-- START Source material --

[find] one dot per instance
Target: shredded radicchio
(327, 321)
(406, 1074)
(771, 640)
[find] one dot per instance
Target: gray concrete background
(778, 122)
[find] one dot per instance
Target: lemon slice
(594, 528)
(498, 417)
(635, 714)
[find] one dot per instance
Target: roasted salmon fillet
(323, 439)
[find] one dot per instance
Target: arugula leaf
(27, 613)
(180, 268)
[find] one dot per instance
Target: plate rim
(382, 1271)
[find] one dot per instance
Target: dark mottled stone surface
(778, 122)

-- END Source material --
-- START Source material --

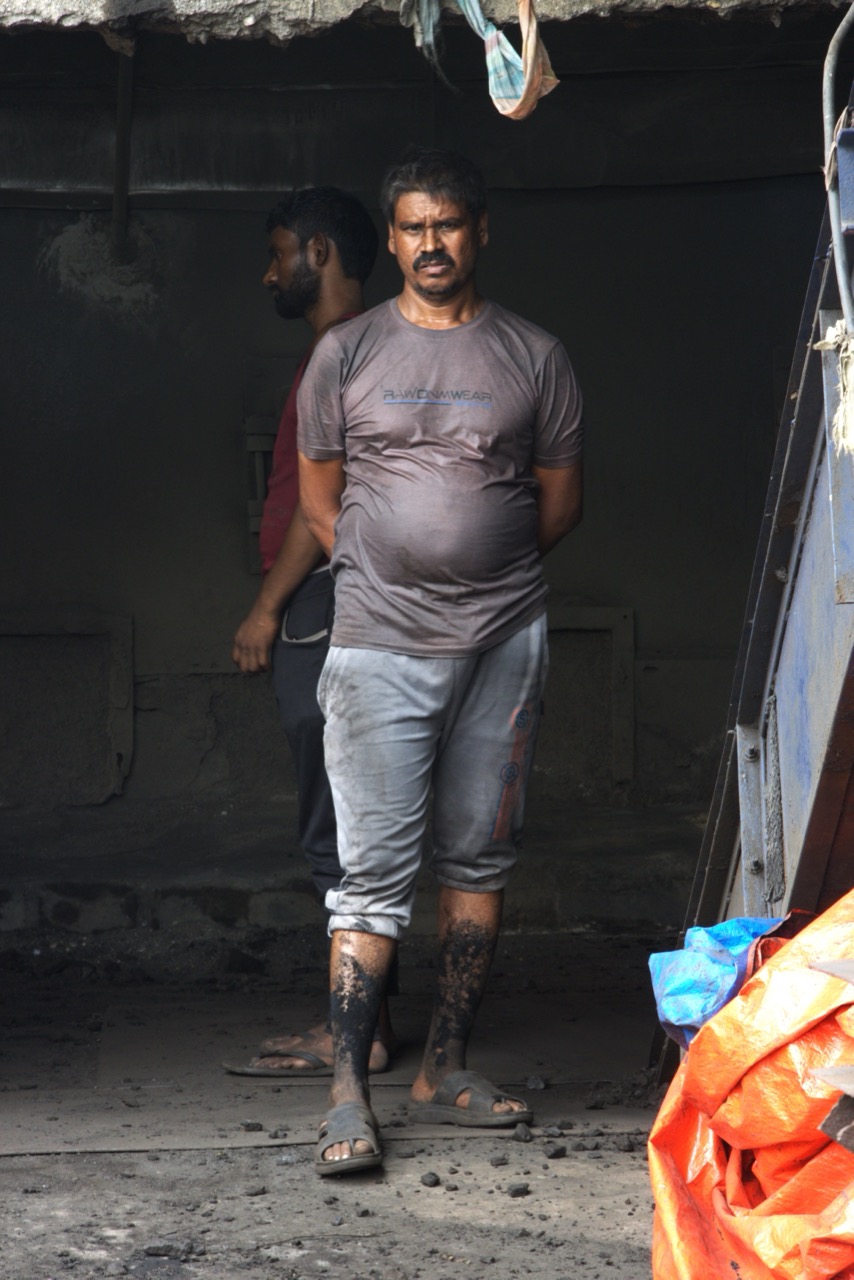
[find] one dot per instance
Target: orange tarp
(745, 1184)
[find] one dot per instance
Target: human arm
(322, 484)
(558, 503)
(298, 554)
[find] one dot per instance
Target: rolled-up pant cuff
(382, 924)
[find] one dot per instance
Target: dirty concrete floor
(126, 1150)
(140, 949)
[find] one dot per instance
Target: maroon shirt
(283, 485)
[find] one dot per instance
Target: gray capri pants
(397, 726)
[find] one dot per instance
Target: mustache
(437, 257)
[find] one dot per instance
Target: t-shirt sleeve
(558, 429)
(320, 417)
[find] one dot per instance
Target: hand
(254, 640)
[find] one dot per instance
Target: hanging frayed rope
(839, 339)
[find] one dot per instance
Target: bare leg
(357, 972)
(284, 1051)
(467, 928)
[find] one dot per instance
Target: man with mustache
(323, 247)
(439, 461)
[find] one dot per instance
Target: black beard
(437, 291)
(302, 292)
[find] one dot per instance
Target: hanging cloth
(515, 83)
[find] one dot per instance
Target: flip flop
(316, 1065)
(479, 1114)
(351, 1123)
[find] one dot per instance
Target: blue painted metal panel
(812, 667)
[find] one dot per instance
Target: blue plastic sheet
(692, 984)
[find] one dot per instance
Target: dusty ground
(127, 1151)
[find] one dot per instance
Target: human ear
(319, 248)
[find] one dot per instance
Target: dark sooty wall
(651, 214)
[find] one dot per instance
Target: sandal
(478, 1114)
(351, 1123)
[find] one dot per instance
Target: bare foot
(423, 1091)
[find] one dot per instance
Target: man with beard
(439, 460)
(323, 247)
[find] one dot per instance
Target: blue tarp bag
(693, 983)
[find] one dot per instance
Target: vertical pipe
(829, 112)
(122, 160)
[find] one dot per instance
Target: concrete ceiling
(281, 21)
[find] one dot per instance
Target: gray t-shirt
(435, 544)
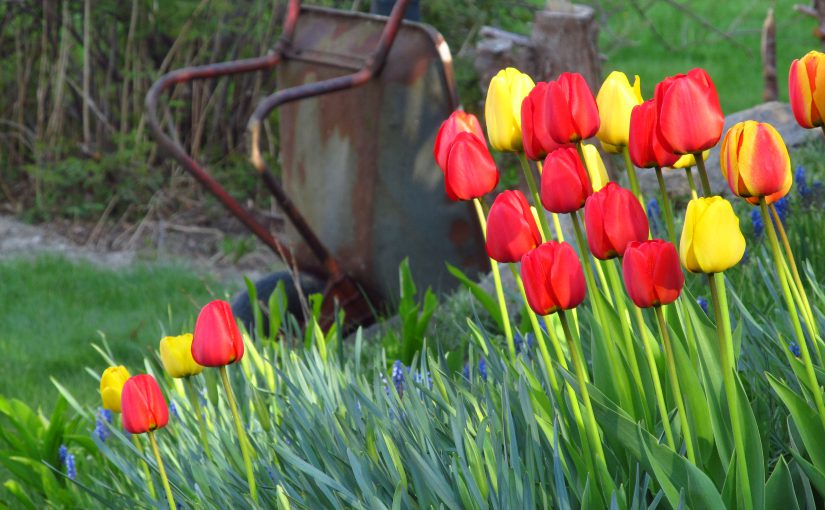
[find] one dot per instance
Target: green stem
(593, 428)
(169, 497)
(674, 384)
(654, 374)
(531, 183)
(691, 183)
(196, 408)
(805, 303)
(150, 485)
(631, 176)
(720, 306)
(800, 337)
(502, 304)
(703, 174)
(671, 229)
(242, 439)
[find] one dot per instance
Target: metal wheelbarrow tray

-- END Source material --

Required work
Find each line in the items above that contains the word "tarp" and copy those lines in full. Case counts.

Response to the task
Target: orange tarp
Target: blue tarp bag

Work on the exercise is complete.